■ **DOCUMENT SECTION**:
* start *
United States District Court, D. Rhode Island

March 15, 2016

CATHERINE TAYLOR, Plaintiff
v.
SCOTT MOTORS, INC. d/b/a SCOTT VOLKSWAGEN, Defendant

MEMORANDUM AND ORDER

MARY M. LISI SENIOR UNITED STATES DISTRICT JUDGE

The plaintiff in this case, Catherine Taylor (“Taylor”), seeks to rescind her sales contract (the “Contract”) with the Defendant, Scott Motors, Inc. (“Scott Motors”), after learning that the VW diesel automobile she purchased from Scott Motors is equipped with emissions masking software. Amended Complaint (the “Complaint”) ¶ 7. The matter is before the Court on (1) Taylor’s emergency motion to remand the case to the Rhode Island state court (Dkt. No. 4), and (2) Scott Motors’ motion to stay the case pending transfer by the Judicial Panel on Multidistrict Litigation (“JPML”) as one of a number of multidistrict litigation (“MDL”) cases related to VW emissions testing software (Dkt. No. 7).
* end *
■ **SUPPLIED DATA**:
* start *
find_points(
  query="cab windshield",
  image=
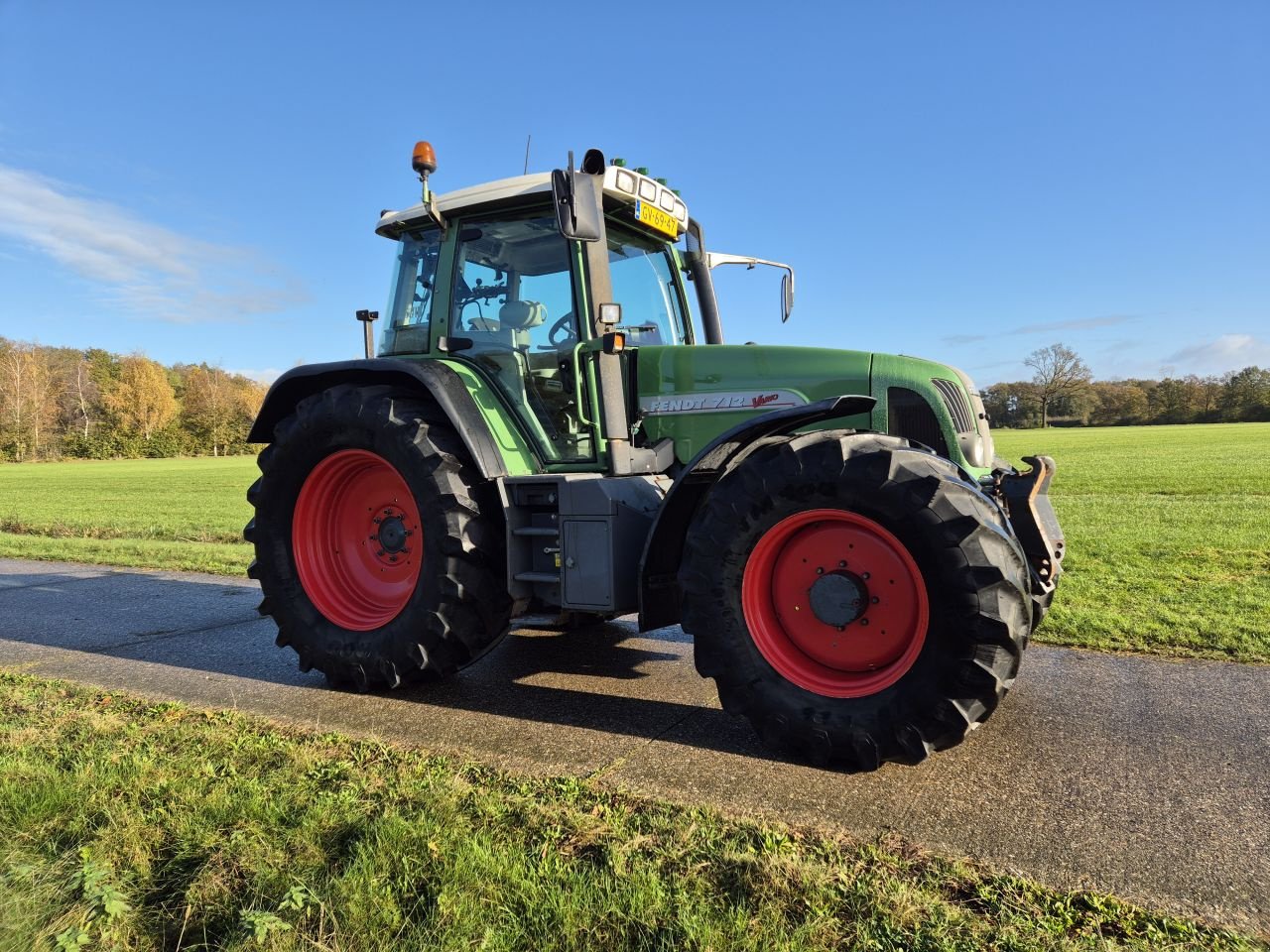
* end *
Reproduce the court memorandum opening above word for word, from the court's name through the end of its first paragraph.

■ **TASK RESPONSE**:
United States District Court, D. Rhode Island

March 15, 2016

CATHERINE TAYLOR, Plaintiff
v.
SCOTT MOTORS, INC. d/b/a SCOTT VOLKSWAGEN, Defendant

MEMORANDUM AND ORDER

MARY M. LISI SENIOR UNITED STATES DISTRICT JUDGE

The plaintiff in this case, Catherine Taylor (“Taylor”), seeks to rescind her sales contract (the “Contract”) with the Defendant, Scott Motors, Inc. (“Scott Motors”), after learning that the VW diesel automobile she purchased from Scott Motors is equipped with emissions masking software. Amended Complaint (the “Complaint”) ¶ 7. The matter is before the Court on (1) Taylor’s emergency motion to remand the case to the Rhode Island state court (Dkt. No. 4), and (2) Scott Motors’ motion to stay the case pending transfer by the Judicial Panel on Multidistrict Litigation (“JPML”) as one of a number of multidistrict litigation (“MDL”) cases related to VW emissions testing software (Dkt. No. 7).